» **Your task**: In the career excerpt, what award did Kim win for his performance in On Your Wedding Day?

» **Source excerpt**:
┌──

In 2016, he was cast as the lead in the web drama Gogh, The Starry Night with Kwon Yuri, and in the KBS2 romantic comedy series Sweet Stranger and Me with Soo Ae.

In 2017, he starred in the MBC thriller drama The Guardians as a passionate prosecutor.

In 2018, Kim starred in romance film On Your Wedding Day opposite Park Bo-young. His performance in the film earned him a Best New Actor award in film at the Baeksang Arts Awards. He then starred in fantasy comedy film The Soul-Mate together with Ma Dong-seok. Later that year, he was also cast in tvN's mystery drama Room No. 9.

In 2019, Kim starred in the romance comedy drama The Secret Life of My Secretary, which premiered in May 2019. 

In 2021, he starred in the spy action film  Mission: Possible opposite Lee Sun-bin, which was released in February.

Also in 2021, he starred alongside Choi Kang-hee in the fantasy romantic comedy Hello, Me!, which premiered in February 2021.

In 2022, he starred in murder thriller netflix series Somebody.

Personal life
Kim maintains a close friendship with Lee Soo-hyuk, as well as other fellow models-turned-actors: Kim Woo-bin, Hong Jong-hyun and Sung Joon – with whom he has worked onscreen in White Christmas. They were given the nickname of "Model Avengers" by their fans.

└──

(Named object pointing listing)
┌──

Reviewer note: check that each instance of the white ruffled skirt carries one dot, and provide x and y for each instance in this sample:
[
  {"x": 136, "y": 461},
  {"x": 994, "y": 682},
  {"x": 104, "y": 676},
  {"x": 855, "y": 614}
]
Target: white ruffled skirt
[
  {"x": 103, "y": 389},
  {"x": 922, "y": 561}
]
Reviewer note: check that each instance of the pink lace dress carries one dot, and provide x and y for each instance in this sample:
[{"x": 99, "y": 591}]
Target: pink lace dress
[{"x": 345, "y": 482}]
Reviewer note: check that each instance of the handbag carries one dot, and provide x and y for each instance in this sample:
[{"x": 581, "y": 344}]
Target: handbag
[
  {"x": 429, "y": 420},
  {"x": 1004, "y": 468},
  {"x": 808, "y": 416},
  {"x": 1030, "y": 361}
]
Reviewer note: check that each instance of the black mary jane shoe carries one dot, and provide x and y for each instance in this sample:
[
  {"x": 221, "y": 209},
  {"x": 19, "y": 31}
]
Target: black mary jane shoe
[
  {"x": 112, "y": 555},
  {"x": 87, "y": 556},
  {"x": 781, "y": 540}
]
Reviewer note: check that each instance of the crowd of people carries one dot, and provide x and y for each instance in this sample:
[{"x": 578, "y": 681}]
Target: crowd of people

└──

» **Final result**: A Best New Actor award in film at the Baeksang Arts Awards.